**WRITTEN EXERCISE**
In the records below, find the line containing "Please drop a marker on the woman's ear"; give it again exactly, along with every line that follows, and nothing else.

**DATASET CONTENT**
++++

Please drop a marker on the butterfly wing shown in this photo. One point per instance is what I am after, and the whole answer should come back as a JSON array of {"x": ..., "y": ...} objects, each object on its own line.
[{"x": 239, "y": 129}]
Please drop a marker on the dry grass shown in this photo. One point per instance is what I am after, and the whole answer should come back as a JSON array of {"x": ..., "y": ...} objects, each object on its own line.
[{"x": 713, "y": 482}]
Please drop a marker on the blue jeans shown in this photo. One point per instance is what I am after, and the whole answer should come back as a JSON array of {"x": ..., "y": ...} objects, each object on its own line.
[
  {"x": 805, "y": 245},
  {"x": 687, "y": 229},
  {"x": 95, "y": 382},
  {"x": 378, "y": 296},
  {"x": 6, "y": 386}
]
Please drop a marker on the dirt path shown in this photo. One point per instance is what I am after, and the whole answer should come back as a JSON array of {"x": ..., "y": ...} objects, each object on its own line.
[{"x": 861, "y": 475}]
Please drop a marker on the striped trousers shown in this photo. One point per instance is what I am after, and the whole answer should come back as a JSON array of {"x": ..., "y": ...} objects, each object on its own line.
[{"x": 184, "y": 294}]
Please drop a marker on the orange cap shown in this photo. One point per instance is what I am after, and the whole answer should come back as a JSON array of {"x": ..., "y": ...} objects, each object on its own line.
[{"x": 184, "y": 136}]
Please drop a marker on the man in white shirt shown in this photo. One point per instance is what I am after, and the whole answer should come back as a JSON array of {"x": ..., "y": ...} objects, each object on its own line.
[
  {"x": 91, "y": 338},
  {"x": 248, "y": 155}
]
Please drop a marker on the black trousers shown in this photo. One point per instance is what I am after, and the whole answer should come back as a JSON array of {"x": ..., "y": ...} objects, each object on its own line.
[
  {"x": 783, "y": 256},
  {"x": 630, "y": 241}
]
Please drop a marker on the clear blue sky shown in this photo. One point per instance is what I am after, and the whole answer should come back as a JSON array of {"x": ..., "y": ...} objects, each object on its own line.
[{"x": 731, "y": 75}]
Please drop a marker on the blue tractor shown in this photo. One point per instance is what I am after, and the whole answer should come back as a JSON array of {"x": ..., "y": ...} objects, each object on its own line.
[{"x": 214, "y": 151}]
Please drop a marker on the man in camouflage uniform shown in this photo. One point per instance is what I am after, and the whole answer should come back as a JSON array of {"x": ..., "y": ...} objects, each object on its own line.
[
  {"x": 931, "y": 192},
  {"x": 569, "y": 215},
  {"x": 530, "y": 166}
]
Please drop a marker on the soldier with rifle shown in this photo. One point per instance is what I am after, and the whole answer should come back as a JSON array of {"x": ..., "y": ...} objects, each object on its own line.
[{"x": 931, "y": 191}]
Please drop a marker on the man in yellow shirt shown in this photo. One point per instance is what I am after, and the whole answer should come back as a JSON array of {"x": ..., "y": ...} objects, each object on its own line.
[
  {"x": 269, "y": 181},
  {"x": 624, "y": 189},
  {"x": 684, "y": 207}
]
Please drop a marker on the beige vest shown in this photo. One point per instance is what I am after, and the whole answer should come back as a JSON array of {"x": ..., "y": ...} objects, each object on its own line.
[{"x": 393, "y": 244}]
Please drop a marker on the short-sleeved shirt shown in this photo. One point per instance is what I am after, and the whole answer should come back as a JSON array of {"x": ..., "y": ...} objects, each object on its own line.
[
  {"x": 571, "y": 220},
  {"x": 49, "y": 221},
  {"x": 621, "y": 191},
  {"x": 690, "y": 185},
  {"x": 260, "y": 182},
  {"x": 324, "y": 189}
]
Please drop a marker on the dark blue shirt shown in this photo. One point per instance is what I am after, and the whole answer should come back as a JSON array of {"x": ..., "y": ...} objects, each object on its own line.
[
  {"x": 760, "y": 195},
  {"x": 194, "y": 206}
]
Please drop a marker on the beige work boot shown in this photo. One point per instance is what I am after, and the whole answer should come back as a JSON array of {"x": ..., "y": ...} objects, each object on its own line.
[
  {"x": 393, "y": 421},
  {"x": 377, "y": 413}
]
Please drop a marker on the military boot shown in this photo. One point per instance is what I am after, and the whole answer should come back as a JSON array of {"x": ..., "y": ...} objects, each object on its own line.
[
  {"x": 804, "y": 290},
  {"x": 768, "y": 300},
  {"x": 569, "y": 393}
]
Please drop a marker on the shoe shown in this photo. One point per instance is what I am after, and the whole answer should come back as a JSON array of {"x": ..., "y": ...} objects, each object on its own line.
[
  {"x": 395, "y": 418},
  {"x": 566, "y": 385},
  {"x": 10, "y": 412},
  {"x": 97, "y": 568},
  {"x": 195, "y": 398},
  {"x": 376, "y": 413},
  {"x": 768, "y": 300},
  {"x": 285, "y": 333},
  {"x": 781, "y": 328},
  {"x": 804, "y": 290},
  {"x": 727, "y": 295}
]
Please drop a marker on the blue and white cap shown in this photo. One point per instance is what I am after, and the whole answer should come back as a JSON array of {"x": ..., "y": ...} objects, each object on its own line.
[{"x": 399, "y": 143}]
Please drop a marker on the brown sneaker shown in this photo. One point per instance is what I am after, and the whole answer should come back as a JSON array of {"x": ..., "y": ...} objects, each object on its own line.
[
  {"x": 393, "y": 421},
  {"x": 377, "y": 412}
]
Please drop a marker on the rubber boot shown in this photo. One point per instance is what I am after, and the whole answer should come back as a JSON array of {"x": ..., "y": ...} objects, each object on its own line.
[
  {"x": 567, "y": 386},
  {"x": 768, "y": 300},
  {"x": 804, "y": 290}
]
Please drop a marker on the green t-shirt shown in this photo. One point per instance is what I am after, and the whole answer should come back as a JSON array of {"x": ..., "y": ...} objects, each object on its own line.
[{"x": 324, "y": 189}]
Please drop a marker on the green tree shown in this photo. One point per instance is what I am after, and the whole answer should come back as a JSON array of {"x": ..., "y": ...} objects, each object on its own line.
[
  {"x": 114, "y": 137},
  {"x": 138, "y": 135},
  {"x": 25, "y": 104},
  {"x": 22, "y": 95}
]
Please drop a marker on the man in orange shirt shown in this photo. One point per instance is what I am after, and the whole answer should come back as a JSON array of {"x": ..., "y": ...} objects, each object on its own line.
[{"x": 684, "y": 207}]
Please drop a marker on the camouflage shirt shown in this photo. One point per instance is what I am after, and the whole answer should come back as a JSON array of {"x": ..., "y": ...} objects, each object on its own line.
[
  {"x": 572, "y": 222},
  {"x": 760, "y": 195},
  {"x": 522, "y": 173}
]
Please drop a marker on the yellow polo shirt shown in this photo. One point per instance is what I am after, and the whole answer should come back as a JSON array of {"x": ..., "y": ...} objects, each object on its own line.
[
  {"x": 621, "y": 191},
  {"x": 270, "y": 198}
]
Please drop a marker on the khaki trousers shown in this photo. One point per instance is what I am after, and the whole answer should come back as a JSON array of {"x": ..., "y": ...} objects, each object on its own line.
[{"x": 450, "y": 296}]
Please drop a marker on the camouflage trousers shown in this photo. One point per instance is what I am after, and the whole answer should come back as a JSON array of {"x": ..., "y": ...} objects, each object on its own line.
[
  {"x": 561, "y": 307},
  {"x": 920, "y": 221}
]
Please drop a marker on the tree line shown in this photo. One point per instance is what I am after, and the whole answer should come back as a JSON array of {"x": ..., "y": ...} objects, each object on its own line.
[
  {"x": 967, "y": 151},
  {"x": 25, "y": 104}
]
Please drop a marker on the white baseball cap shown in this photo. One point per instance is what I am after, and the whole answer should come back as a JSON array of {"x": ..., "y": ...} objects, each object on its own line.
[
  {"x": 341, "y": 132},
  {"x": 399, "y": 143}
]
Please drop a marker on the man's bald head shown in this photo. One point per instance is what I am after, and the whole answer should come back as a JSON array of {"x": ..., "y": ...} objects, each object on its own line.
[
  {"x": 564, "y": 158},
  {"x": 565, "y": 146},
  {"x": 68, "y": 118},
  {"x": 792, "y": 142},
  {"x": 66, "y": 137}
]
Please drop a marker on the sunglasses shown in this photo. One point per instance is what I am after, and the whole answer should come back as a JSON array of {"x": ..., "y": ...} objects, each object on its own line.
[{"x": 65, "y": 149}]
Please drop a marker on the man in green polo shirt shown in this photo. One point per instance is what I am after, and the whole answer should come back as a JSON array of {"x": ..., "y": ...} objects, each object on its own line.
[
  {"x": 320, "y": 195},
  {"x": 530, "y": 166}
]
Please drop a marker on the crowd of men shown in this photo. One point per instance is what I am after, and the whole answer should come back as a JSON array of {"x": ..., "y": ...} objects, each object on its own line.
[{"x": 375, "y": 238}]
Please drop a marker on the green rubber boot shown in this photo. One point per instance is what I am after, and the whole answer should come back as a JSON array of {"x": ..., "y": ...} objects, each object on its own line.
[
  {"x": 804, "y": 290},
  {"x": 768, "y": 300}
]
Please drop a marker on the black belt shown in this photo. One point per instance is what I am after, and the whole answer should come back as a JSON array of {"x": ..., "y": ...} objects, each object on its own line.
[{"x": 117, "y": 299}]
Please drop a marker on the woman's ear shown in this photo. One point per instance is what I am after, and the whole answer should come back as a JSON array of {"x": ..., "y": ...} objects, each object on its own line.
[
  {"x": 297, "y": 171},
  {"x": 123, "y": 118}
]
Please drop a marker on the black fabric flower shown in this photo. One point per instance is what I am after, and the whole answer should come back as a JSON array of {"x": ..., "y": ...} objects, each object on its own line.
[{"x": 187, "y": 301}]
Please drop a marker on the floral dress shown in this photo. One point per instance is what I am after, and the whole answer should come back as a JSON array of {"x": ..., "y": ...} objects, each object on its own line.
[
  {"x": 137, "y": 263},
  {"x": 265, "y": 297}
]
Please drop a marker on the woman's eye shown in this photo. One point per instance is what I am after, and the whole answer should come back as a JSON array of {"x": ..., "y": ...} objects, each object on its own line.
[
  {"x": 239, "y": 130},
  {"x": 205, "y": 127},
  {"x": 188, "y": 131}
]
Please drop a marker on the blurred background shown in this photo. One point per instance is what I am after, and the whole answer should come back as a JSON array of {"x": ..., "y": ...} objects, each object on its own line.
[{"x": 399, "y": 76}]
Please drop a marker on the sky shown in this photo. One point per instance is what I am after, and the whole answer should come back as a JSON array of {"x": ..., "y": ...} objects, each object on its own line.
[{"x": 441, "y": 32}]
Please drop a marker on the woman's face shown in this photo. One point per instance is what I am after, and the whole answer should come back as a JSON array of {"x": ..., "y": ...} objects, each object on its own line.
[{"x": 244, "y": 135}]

++++

**OUTPUT**
Please drop a marker on the woman's ear shown in this photo. One point per instance is what I am after, and the whole answer should come back as a JSON array of {"x": ..., "y": ...} objects, each object on its own line.
[
  {"x": 297, "y": 171},
  {"x": 123, "y": 118}
]
Please drop a marker on the black fabric flower shown in this photo. One point per instance is what I am after, and the whole answer should come back as a JSON array of {"x": ..., "y": ...} objects, each object on its own line.
[{"x": 187, "y": 301}]
Please drop a marker on the floral dress shown in this photo. One point per instance is what I am after, and the whole answer should come back as a JSON array of {"x": ..., "y": ...} objects, each object on its own line.
[
  {"x": 137, "y": 263},
  {"x": 265, "y": 297}
]
Please drop a marker on the woman's eye shown in this photo. One point per instance is what I am after, and the whole answer should come back as a JSON array of {"x": ..., "y": ...} objects, each object on its own line.
[
  {"x": 239, "y": 130},
  {"x": 205, "y": 127},
  {"x": 188, "y": 131}
]
Please drop a marker on the blurred background shown in this photo. One point per instance is what I am after, and the whole answer should come back as a JSON array of {"x": ..., "y": ...} objects, each object on its own line.
[{"x": 399, "y": 76}]
Please drop a marker on the sky shown in this photo. One point per instance is what I am after, and the whole answer should come back as a JSON array of {"x": ..., "y": ...} objects, each object on its own line.
[{"x": 441, "y": 32}]
Please drop a marker on the woman's face shown in this photo. One point per instance is what I am after, and the whole answer should come back as a JSON array of {"x": ..., "y": ...} objects, each object on its own line.
[{"x": 244, "y": 135}]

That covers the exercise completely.